PROBLEM STATEMENT: Extract each line from the items below that contains the string "dark". Case counts.

A block of data:
┏━━

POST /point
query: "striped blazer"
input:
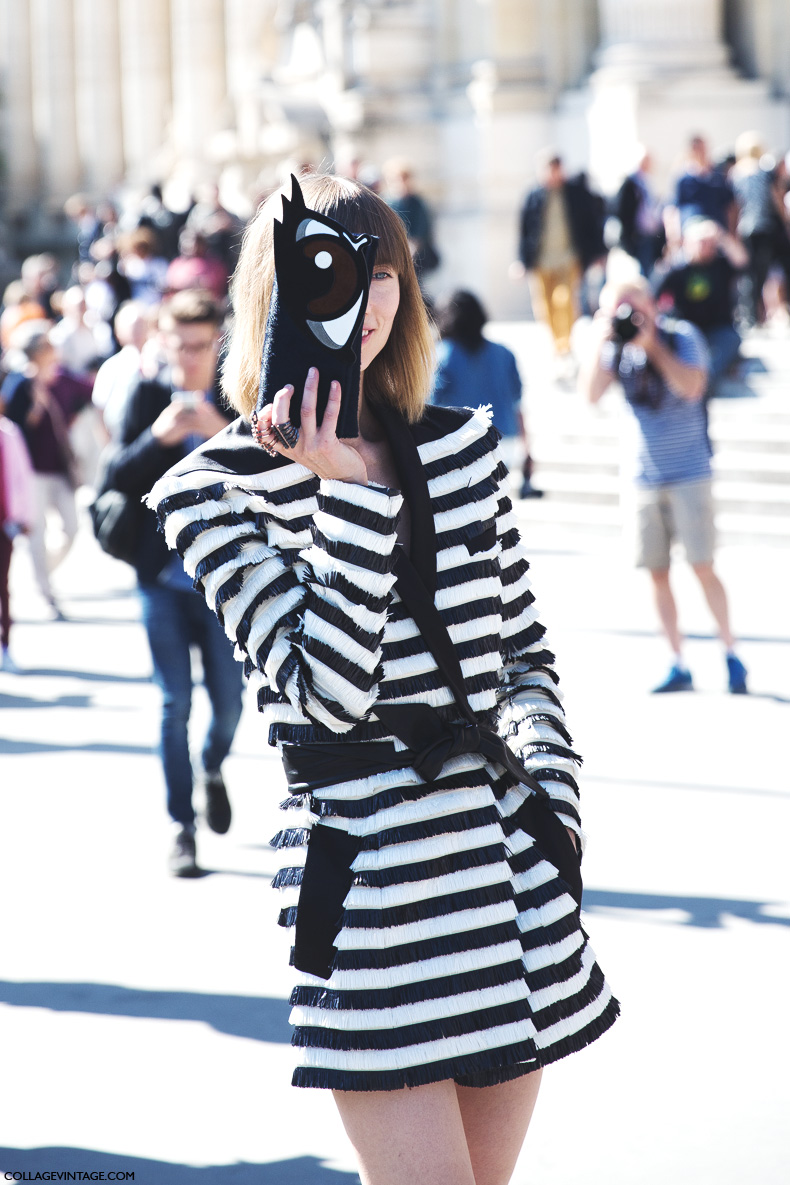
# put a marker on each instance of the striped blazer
(300, 572)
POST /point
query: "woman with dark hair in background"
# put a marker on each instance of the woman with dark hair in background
(378, 593)
(474, 370)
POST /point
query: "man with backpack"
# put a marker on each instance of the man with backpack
(166, 418)
(663, 369)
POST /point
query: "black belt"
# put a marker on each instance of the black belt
(429, 741)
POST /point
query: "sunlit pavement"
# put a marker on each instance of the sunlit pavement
(143, 1019)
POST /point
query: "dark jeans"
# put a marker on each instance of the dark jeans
(762, 252)
(6, 548)
(174, 621)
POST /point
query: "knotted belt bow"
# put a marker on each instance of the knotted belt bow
(431, 742)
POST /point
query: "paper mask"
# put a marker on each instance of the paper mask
(322, 276)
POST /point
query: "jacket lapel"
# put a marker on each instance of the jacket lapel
(413, 485)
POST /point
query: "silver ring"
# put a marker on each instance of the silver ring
(287, 434)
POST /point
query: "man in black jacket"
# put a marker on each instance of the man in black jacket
(165, 418)
(559, 237)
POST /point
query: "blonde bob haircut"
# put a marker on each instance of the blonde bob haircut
(400, 376)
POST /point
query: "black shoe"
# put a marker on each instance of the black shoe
(679, 679)
(737, 676)
(182, 860)
(218, 808)
(528, 489)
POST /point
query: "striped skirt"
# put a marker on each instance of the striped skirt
(436, 937)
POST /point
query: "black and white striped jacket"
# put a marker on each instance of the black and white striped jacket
(300, 572)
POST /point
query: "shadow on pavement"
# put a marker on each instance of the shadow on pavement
(299, 1171)
(255, 1017)
(27, 747)
(91, 676)
(31, 702)
(708, 913)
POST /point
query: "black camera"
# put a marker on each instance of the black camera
(625, 324)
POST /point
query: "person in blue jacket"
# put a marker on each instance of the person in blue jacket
(473, 370)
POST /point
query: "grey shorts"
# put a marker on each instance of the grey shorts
(667, 513)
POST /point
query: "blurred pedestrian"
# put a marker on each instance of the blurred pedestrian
(82, 340)
(663, 372)
(701, 288)
(701, 191)
(165, 418)
(196, 267)
(39, 279)
(471, 371)
(17, 517)
(17, 308)
(220, 228)
(166, 223)
(87, 224)
(44, 399)
(116, 376)
(556, 243)
(142, 264)
(640, 212)
(760, 218)
(411, 207)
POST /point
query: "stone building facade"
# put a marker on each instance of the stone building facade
(98, 93)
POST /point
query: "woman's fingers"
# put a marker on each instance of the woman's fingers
(329, 422)
(309, 401)
(281, 405)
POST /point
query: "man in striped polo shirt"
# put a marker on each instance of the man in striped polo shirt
(662, 366)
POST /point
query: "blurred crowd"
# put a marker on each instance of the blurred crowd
(77, 334)
(715, 250)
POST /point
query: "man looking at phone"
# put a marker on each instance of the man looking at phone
(663, 367)
(165, 418)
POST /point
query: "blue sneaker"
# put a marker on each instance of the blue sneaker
(679, 679)
(737, 673)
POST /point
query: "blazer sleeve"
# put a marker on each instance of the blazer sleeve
(309, 620)
(531, 708)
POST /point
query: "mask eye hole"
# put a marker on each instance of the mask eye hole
(334, 260)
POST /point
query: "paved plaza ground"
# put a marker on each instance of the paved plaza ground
(143, 1023)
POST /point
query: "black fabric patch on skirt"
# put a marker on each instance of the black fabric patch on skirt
(550, 834)
(325, 886)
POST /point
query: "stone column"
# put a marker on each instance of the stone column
(251, 45)
(18, 141)
(145, 85)
(98, 93)
(199, 89)
(662, 75)
(55, 109)
(646, 38)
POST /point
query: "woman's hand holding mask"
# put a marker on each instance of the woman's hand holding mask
(316, 448)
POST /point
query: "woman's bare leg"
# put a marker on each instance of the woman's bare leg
(495, 1120)
(408, 1137)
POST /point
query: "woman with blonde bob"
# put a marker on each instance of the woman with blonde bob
(377, 591)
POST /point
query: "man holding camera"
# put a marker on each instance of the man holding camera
(663, 366)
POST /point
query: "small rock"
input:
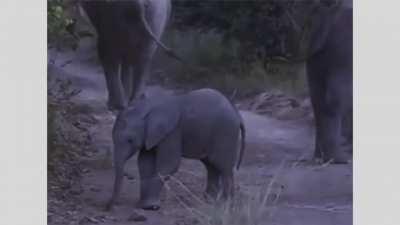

┗━━

SOLUTION:
query: "woman with dark hair in background"
# put a marker on each instance of the woman with dark hair in background
query: "dark jeans"
# put a marker on each instance of the dark jeans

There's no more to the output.